───── Data for this task ─────

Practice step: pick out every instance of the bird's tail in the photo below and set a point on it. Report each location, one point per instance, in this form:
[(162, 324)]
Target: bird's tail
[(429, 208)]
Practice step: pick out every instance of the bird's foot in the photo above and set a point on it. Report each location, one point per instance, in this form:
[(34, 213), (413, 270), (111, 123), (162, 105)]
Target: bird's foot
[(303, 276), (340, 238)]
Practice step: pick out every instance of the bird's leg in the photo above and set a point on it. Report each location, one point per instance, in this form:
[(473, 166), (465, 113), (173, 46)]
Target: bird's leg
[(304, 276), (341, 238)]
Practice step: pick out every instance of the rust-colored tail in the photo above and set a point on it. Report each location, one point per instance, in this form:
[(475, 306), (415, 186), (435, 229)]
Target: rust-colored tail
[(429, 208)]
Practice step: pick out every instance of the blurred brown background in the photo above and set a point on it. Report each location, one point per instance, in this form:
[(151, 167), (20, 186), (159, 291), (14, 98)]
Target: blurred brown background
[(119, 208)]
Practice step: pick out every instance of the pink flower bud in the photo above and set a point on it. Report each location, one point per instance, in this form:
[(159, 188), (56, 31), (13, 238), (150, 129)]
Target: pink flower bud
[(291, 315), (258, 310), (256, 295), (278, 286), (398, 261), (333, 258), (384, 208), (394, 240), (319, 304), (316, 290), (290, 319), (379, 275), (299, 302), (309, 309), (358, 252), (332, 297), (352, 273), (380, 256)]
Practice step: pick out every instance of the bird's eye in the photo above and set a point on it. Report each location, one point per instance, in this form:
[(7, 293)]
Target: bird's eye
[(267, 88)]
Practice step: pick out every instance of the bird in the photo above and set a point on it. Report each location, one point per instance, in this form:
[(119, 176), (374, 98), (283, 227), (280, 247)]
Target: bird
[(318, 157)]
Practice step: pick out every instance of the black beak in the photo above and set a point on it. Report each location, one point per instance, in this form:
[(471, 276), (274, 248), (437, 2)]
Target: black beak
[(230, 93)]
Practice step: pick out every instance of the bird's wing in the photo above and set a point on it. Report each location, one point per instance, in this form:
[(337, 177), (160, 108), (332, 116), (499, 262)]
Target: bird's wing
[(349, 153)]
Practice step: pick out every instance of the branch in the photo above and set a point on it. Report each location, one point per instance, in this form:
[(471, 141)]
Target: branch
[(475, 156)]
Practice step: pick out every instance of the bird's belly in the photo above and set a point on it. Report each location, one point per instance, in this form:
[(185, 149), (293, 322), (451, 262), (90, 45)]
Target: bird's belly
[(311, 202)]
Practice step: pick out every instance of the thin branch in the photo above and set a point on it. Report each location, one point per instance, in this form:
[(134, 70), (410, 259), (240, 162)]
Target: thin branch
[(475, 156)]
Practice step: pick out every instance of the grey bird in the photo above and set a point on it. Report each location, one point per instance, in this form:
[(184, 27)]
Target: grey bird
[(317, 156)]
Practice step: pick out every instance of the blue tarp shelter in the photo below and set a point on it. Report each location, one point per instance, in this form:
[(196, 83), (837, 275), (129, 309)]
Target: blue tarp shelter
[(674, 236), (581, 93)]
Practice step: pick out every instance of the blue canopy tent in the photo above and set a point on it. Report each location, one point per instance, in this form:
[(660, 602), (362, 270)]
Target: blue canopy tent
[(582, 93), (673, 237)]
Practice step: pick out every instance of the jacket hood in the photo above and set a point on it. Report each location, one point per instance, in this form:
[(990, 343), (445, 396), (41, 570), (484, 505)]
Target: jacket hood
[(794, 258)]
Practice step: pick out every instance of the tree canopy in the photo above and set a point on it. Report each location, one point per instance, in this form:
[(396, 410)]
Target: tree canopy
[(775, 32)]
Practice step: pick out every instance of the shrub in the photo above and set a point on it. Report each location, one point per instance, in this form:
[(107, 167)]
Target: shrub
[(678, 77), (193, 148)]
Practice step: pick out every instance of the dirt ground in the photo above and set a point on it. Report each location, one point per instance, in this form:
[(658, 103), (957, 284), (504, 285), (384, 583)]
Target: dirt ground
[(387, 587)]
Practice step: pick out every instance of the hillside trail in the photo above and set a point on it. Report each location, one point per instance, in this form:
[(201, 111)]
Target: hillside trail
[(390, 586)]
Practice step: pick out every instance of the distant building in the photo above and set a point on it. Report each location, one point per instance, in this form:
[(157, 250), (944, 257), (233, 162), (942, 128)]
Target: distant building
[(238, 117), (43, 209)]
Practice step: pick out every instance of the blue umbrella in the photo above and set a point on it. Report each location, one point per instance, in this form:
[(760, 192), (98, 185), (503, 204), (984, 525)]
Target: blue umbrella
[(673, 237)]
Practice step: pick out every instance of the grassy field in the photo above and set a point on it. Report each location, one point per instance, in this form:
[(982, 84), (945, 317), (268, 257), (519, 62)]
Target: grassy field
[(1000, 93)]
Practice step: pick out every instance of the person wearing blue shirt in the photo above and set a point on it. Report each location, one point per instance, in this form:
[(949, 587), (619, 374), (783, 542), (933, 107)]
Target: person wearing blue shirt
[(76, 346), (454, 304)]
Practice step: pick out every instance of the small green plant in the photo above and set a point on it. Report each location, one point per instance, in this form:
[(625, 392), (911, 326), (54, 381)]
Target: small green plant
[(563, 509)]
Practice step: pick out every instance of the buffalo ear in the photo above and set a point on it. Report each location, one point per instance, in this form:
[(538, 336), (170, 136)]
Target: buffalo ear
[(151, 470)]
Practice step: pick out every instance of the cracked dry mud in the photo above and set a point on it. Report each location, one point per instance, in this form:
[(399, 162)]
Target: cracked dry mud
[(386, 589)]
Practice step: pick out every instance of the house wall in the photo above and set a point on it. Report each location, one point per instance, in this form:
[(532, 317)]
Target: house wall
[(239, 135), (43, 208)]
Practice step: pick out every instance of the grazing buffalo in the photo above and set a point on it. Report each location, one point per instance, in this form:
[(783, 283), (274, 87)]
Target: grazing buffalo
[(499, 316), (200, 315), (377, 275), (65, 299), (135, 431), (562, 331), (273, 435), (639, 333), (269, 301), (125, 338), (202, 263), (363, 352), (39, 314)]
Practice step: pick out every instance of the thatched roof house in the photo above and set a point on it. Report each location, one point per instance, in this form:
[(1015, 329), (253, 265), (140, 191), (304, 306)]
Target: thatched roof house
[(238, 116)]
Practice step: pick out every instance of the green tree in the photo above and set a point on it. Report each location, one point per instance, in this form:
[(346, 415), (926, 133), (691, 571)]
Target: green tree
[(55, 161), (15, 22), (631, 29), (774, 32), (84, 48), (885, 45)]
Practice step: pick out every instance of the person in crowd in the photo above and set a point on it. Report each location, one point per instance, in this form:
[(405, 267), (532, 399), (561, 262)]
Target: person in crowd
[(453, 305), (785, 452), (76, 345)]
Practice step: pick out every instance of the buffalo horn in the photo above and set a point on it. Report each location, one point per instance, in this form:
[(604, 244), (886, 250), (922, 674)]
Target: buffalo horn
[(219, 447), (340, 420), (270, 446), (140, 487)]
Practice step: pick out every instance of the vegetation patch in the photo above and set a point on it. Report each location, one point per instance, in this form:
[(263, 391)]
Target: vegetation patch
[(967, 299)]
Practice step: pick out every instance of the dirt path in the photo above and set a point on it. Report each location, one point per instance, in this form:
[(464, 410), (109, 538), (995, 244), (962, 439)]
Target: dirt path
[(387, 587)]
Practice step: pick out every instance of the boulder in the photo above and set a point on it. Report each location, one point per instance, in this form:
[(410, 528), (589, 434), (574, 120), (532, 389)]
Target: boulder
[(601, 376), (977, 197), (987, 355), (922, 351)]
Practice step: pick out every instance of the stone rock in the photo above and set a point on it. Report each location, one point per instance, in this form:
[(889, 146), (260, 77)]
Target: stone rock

─────

### [Your assignment]
Taking the line with "[(410, 528), (589, 434), (574, 120), (532, 389)]" as the first, copy every line through the end of the entries above exactly, with no others.

### [Answer for this exercise]
[(410, 528), (589, 434), (574, 120), (532, 389)]
Target: boulder
[(601, 376), (977, 197), (987, 355), (922, 351)]
Practice step: pick out every instance of the stone rock in the photo above and set a point on it. Report each location, one point per instance, in this form:
[(889, 146), (260, 77)]
Target: stone rock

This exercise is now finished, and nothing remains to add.